# Your instructions:
Rewrite all of the lines below with each "retail analytics dashboard" switched to "store traffic report", leaving everything else unchanged.

# Exercise inputs:
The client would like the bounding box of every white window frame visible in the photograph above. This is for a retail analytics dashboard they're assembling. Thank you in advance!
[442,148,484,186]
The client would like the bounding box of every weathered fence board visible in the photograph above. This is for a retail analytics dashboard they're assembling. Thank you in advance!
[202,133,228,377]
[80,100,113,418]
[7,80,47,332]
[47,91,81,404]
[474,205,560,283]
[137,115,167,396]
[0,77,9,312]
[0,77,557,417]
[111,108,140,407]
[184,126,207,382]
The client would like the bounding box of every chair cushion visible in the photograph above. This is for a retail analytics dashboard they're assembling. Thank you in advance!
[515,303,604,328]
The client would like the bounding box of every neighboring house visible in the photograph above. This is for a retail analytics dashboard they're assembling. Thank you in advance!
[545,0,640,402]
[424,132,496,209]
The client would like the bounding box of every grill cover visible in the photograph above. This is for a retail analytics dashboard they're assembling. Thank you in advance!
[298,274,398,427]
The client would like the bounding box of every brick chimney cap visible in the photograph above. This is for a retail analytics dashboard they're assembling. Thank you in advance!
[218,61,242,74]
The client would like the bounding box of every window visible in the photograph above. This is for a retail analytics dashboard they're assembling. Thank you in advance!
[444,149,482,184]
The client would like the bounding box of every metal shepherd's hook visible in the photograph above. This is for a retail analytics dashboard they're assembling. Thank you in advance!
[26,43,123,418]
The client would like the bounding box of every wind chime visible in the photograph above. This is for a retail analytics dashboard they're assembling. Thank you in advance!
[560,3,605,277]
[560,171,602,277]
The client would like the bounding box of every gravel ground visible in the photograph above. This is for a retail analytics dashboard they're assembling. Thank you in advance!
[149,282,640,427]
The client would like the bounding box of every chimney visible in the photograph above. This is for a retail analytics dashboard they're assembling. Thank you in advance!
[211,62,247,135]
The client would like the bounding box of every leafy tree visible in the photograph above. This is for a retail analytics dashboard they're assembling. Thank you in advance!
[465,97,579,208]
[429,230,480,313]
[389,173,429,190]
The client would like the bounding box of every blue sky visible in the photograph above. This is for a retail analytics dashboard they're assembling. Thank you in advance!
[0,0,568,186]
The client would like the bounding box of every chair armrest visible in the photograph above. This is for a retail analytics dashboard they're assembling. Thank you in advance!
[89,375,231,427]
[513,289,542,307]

# The result:
The client would like the bounding box of every white window frame visible in the photograph above. This is for a store traffic report they're assembling. Thank you in advance!
[442,148,484,186]
The client would like the bounding box of every weathered fence board visible in the photograph above. This is for a store traffic report they're assembling. Thank you in advance!
[202,133,228,377]
[80,100,113,418]
[7,80,47,332]
[47,91,81,404]
[474,205,560,283]
[137,115,167,396]
[0,77,9,312]
[0,77,557,417]
[111,108,140,407]
[184,126,207,382]
The client would like the bounding box of every chair cushion visible in the photograph above. This is for a store traffic report they're assembling. Thank you in advance!
[515,303,604,328]
The client would like the bounding box of every neighboring house visible in the photograph above. This is for a store traffic report they're assembling. Thank you in advance!
[545,0,640,402]
[424,132,496,209]
The client would like the bounding box of every grill cover visible in the photograph above. This is for a store traffic report they're assembling. Thank you in advance!
[298,274,398,427]
The client would like the bounding box of every brick chimney cap visible in the photograph above. This is for a store traffic report they're assembling. Thank you in advance!
[218,61,242,74]
The client would like the bounding box of every window visible in the photograph above. This is for a store traffic report they're assembling. Thank you in advance!
[444,149,482,184]
The client would like the bounding box of every metal shepherd's hook visible in the photograph above. This is for a store traffic report they're assembling. Thank you in advance!
[26,43,123,418]
The client would like the bounding box of every wind chime visible in the photograph above. This is for a store traffic report they're assembling. Thank you in advance!
[560,3,605,277]
[560,171,602,277]
The client would like the bounding box of every gravel ground visible in the photograph above. This is for a store traffic report they're assembling. Thank you in advance!
[149,282,640,427]
The client would like the bounding box of every chimney visible in the photograph above. This is for a store traffic report they're assembling. Thank you in advance!
[211,62,247,135]
The client would like the bounding box of every leafy tree visible in the photograph above. This is for a store traffic report they're assembling. Thank you in advance!
[465,97,579,208]
[429,230,480,313]
[389,173,429,190]
The client would like the bounding box of every blue sky visible in the photograph above. This is for a store traffic report they're assembling. Thank you in advance!
[0,0,568,186]
The client would like the bounding box of every chair armrest visible in the photograph above. This is for a store traffic report they're assembling. Thank you in advance!
[89,375,231,427]
[513,289,542,307]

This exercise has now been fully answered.